> [WHAT TO WORK ON] Could you output each line below precisely as it stands, without the images?

BEGIN RAW DATA

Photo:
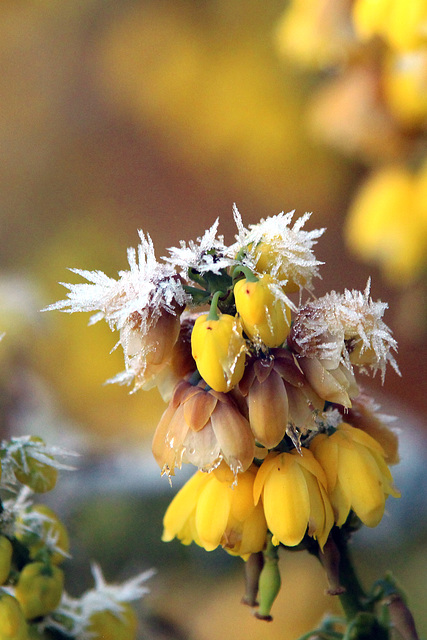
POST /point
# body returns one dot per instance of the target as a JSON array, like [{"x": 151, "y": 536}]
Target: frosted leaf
[
  {"x": 19, "y": 451},
  {"x": 290, "y": 248},
  {"x": 206, "y": 254}
]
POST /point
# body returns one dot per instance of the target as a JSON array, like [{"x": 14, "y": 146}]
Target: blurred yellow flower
[
  {"x": 39, "y": 589},
  {"x": 316, "y": 33},
  {"x": 215, "y": 509},
  {"x": 399, "y": 22},
  {"x": 12, "y": 622},
  {"x": 387, "y": 223},
  {"x": 404, "y": 82},
  {"x": 357, "y": 475},
  {"x": 293, "y": 488},
  {"x": 265, "y": 316}
]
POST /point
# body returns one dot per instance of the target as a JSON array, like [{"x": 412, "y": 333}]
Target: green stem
[
  {"x": 353, "y": 599},
  {"x": 249, "y": 275}
]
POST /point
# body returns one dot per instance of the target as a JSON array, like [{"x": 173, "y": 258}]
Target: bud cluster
[
  {"x": 261, "y": 388},
  {"x": 34, "y": 544}
]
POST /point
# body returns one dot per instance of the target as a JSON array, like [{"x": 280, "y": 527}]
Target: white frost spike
[
  {"x": 326, "y": 328},
  {"x": 292, "y": 246},
  {"x": 110, "y": 597},
  {"x": 196, "y": 255},
  {"x": 148, "y": 287},
  {"x": 73, "y": 616}
]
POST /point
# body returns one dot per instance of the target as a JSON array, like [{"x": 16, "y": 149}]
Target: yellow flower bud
[
  {"x": 403, "y": 80},
  {"x": 6, "y": 551},
  {"x": 293, "y": 488},
  {"x": 264, "y": 316},
  {"x": 39, "y": 527},
  {"x": 106, "y": 625},
  {"x": 218, "y": 509},
  {"x": 39, "y": 589},
  {"x": 39, "y": 476},
  {"x": 12, "y": 622},
  {"x": 357, "y": 475},
  {"x": 270, "y": 259},
  {"x": 218, "y": 348}
]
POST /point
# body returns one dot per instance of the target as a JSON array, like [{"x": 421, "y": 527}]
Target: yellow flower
[
  {"x": 219, "y": 350},
  {"x": 12, "y": 622},
  {"x": 399, "y": 22},
  {"x": 120, "y": 625},
  {"x": 293, "y": 489},
  {"x": 265, "y": 317},
  {"x": 386, "y": 224},
  {"x": 357, "y": 475},
  {"x": 39, "y": 589},
  {"x": 218, "y": 509},
  {"x": 203, "y": 427},
  {"x": 315, "y": 33},
  {"x": 403, "y": 81}
]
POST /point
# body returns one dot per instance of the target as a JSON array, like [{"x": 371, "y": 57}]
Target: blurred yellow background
[{"x": 158, "y": 115}]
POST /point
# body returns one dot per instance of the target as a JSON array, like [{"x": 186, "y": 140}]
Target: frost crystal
[
  {"x": 332, "y": 327},
  {"x": 291, "y": 248},
  {"x": 206, "y": 254},
  {"x": 148, "y": 288}
]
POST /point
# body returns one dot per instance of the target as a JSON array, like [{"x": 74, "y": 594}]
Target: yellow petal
[
  {"x": 262, "y": 475},
  {"x": 182, "y": 506},
  {"x": 212, "y": 512},
  {"x": 286, "y": 501}
]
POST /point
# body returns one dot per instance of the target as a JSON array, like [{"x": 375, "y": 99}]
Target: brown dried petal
[
  {"x": 262, "y": 368},
  {"x": 323, "y": 382},
  {"x": 234, "y": 435},
  {"x": 198, "y": 409},
  {"x": 287, "y": 365},
  {"x": 268, "y": 410},
  {"x": 169, "y": 438},
  {"x": 202, "y": 448}
]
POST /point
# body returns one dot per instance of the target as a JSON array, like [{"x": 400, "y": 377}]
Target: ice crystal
[
  {"x": 291, "y": 246},
  {"x": 72, "y": 617},
  {"x": 329, "y": 328},
  {"x": 147, "y": 288},
  {"x": 206, "y": 254}
]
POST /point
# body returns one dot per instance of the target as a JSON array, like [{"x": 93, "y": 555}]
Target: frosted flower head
[
  {"x": 345, "y": 328},
  {"x": 273, "y": 246},
  {"x": 148, "y": 288},
  {"x": 208, "y": 253},
  {"x": 73, "y": 616}
]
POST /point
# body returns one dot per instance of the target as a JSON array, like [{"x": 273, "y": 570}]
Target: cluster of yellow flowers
[
  {"x": 373, "y": 107},
  {"x": 33, "y": 544},
  {"x": 262, "y": 394}
]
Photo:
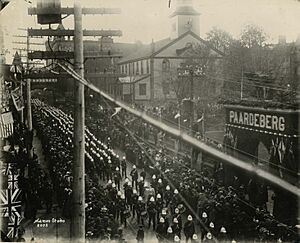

END RAW DATA

> [SOLUTION FOR THIS EXERCISE]
Photo:
POST /point
# body returns one dot per instance of the target as a JSON array, like [{"x": 151, "y": 536}]
Target: frosted leaf
[
  {"x": 19, "y": 451},
  {"x": 290, "y": 248},
  {"x": 206, "y": 254}
]
POST /point
# body returns one dot per instance of the target as a JSON array, like [{"x": 14, "y": 146}]
Target: blurred yellow flower
[
  {"x": 39, "y": 589},
  {"x": 316, "y": 33},
  {"x": 215, "y": 509},
  {"x": 399, "y": 22},
  {"x": 12, "y": 622},
  {"x": 387, "y": 223},
  {"x": 404, "y": 82},
  {"x": 357, "y": 475},
  {"x": 293, "y": 488},
  {"x": 265, "y": 316}
]
POST /point
# body returns one dot per instance of the target as a JSON array, like [{"x": 412, "y": 333}]
Target: green stem
[
  {"x": 353, "y": 599},
  {"x": 249, "y": 275}
]
POST /point
# body returns one dot per instance of the target as a JSON array, like [{"x": 173, "y": 258}]
Target: bud cluster
[
  {"x": 261, "y": 388},
  {"x": 34, "y": 544}
]
POST /point
# body returns one dot per instance of the target as a JSON array, like [{"x": 280, "y": 527}]
Target: white frost spike
[
  {"x": 326, "y": 328},
  {"x": 292, "y": 246},
  {"x": 110, "y": 597},
  {"x": 196, "y": 255},
  {"x": 148, "y": 287},
  {"x": 73, "y": 616}
]
POST /point
# body returns one dot per instance of the target as a JSON array, like [{"x": 16, "y": 149}]
Target: yellow flower bud
[
  {"x": 403, "y": 80},
  {"x": 6, "y": 551},
  {"x": 293, "y": 488},
  {"x": 264, "y": 316},
  {"x": 39, "y": 527},
  {"x": 106, "y": 625},
  {"x": 218, "y": 509},
  {"x": 39, "y": 589},
  {"x": 39, "y": 476},
  {"x": 12, "y": 622},
  {"x": 357, "y": 475},
  {"x": 270, "y": 259},
  {"x": 218, "y": 348}
]
POST /point
# body returns one dot per instance of the target as a JSON array, like [{"x": 421, "y": 527}]
Target: yellow flower
[
  {"x": 219, "y": 350},
  {"x": 12, "y": 622},
  {"x": 399, "y": 22},
  {"x": 120, "y": 625},
  {"x": 293, "y": 489},
  {"x": 265, "y": 317},
  {"x": 386, "y": 224},
  {"x": 357, "y": 475},
  {"x": 39, "y": 589},
  {"x": 218, "y": 509},
  {"x": 203, "y": 427},
  {"x": 315, "y": 33},
  {"x": 403, "y": 81}
]
POST /point
# body returns one dot per instance of the target as a JSON array, like [{"x": 371, "y": 57}]
Target: blurred yellow background
[{"x": 158, "y": 115}]
POST /point
# body returns one dot per instance of the target as a JSON array, like [{"x": 186, "y": 140}]
Target: frost crystal
[
  {"x": 332, "y": 327},
  {"x": 291, "y": 248},
  {"x": 206, "y": 254},
  {"x": 148, "y": 288}
]
POST /point
# body returns one dot per instance of the target as a JSON array, like [{"x": 74, "y": 594}]
Target: yellow petal
[
  {"x": 262, "y": 475},
  {"x": 182, "y": 506},
  {"x": 212, "y": 512},
  {"x": 286, "y": 501}
]
POST /point
# body returns one dot per instance of the target as a JSON array, like [{"x": 375, "y": 99}]
Target: brown dried petal
[
  {"x": 262, "y": 368},
  {"x": 323, "y": 382},
  {"x": 234, "y": 435},
  {"x": 198, "y": 409},
  {"x": 287, "y": 365},
  {"x": 268, "y": 410},
  {"x": 169, "y": 438},
  {"x": 202, "y": 448}
]
POST /point
# body returns one dot per instance of the target as a JSON array, like [{"x": 400, "y": 377}]
Target: ice crystal
[
  {"x": 291, "y": 246},
  {"x": 72, "y": 617},
  {"x": 329, "y": 328},
  {"x": 147, "y": 288},
  {"x": 206, "y": 254}
]
POST /point
# body returns one dot per instance of the target as a JSON array, like [{"x": 93, "y": 555}]
Target: frosted flower head
[
  {"x": 345, "y": 328},
  {"x": 273, "y": 246},
  {"x": 148, "y": 288},
  {"x": 208, "y": 253},
  {"x": 73, "y": 616}
]
POST /point
# body returns one dot per instance of the target as a JSON array, like [{"x": 273, "y": 570}]
Target: cluster of yellow flowers
[
  {"x": 373, "y": 107},
  {"x": 33, "y": 544},
  {"x": 262, "y": 394}
]
Photo:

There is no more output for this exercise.